▶ SELECTED TEXT
-- start --
Yesterday my too-young-to-be-a-great-grandmother neighbor complimented me on my patio. She says she thinks I can do just about anything. Then she amends it to she thinks women can do just about anything they set their sights on. I say I agree, and that too often we give our power away when there is a man about. (I don't say it, but there are women we give our power to as well.) She says "And they are happy to take it." The secret is not to avoid relationship, but to hang on to our power.

I have been attached to my garden coming into the fullness of its potential. Some sort of wildlife is attached to breakfast in my garden. I have declared war on bunnies at Easter. Now a friend suggests a deer. I am not convinced a deer is negotiating the street, but my friend is right...it's a lot of munching for rabbits, and when the peony provided the meal the other night, I admit to having to look at taller possibilities than the Easter Bunny. I am relating to my mother's ongoing war with deer. Over the years her garden has been more a shrine to deer repellent techniques than to anything else. I may have to learn to go of that attachment to what I want. But not just yet.

Just like the biblical women didn't expect an empty tomb and a re-born Jesus, there are things (besides four-legged diners) in my garden that I didn't expect. The peony I rescued from English ivy a couple years ago has many buds on it for the first time. (Though not as many as it had two days ago--see above.) I planted two alum bulbs last fall and forgot about them. When something came up with what looked more like an after-blossom seed pod than a bud, I couldn't figure out what it was and how I missed the bloom. Until it started to crack open, and then I knew. By the end of this day of resurrection I expect it will be fully open. I thought the sixth rose I planted was a dud; but it is just a bit slower than the others. All in its own time. Things that look like they won’t be coming back, have a way of showing up when you least expect it.

After months of dreading my office change, I have been occupying new space for the past week. Space with a window. Light. Returns to my basement office feel like revisiting my personal Auschwitz. How did I bear for all these years? Not very well, actually; but there was the knowledge that it was mine, and it was familiar if not beloved. New and unknown places are hard to anticipate. But change is often the opening resurrection needs. And when we jump into the crack, we open ourselves to possibilities.

"And time remembered is grief forgotten/And frosts are slain and flowers begotten/
And in green underwood and cover/
Blossom by blossom the spring begins." --Swinburne





If you're looking for me, I'm in the garden.







 

Sunday, April 17, 2011

Garden Invaders

On my Thursday morning walking-with-coffee garden exploration I discover that something--or someone--has cleanly bitten--or snipped--the blooms off nine of my eleven red and pink tulips. I am both mystified and angry. In an early morning dream, two small boys were in my yard threatening plant terror; so my mind turns first toward two-legged invasion of the curbside blooms. But when I discover the ends of the stalks shooting up from a coral bell in the side yard has met the same fate, it seems less likely. A Google search of "what is eating my tulips?" reveals it to be a wide-spread mystery. "Everything eats tulips" proclaims one forum "expert.' My terrorist is most likely a rabbit. I imagine it raised up to its full haunches height, leaning forward, and neatly snipping off and munching the delicacy. Apparently they are discriminating, with a preference for red, mature blooms; explaining why the two newer blooms were left to see another day. I have no explanation for the coral bell tips. Invasion. Even the new fern fronds, which I love, look like stands of aliens.
-- end --
▶ TASKS
[1] Translate this sentence from the garden post into Spanish: "The secret is not to avoid relationship, but to hang on to our power."
[2] Update the entries from the line containing "Task: Tag the black" through the end of the entries, changing "truck" to "van" and leaving everything else as it is.

▶ Data entries
-- start --
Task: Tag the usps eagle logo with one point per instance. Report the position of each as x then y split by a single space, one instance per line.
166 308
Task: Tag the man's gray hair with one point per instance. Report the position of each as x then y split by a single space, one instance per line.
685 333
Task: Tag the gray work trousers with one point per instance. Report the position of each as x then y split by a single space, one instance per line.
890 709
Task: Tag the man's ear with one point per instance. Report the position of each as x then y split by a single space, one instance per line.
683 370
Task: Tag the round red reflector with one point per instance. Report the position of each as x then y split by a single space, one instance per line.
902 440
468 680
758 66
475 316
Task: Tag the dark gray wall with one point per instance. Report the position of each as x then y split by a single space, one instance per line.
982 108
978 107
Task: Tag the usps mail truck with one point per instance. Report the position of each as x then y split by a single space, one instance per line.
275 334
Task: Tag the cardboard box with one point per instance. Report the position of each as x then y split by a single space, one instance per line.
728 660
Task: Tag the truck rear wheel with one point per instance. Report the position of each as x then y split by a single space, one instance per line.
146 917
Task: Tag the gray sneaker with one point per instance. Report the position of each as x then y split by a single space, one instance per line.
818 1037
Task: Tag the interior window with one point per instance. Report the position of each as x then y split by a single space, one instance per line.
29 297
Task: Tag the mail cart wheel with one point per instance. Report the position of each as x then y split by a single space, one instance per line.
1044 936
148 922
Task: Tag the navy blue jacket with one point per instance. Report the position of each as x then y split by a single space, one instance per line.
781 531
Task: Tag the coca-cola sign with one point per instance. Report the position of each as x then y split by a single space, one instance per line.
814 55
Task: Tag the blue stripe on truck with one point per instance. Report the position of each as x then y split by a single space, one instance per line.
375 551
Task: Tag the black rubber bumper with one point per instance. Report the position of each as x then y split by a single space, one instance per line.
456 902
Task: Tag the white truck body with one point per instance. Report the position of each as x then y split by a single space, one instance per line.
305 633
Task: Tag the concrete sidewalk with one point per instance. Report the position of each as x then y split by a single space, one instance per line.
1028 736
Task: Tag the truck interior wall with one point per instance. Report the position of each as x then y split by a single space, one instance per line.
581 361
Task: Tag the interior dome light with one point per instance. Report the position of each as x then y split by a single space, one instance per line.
-- end --
▶ ANSWERS IN ORDER
[1] El secreto no es evitar la relación, sino aferrarnos a nuestro poder.

[2]
Task: Tag the black rubber bumper with one point per instance. Report the position of each as x then y split by a single space, one instance per line.
456 902
Task: Tag the white van body with one point per instance. Report the position of each as x then y split by a single space, one instance per line.
305 633
Task: Tag the concrete sidewalk with one point per instance. Report the position of each as x then y split by a single space, one instance per line.
1028 736
Task: Tag the van interior wall with one point per instance. Report the position of each as x then y split by a single space, one instance per line.
581 361
Task: Tag the interior dome light with one point per instance. Report the position of each as x then y split by a single space, one instance per line.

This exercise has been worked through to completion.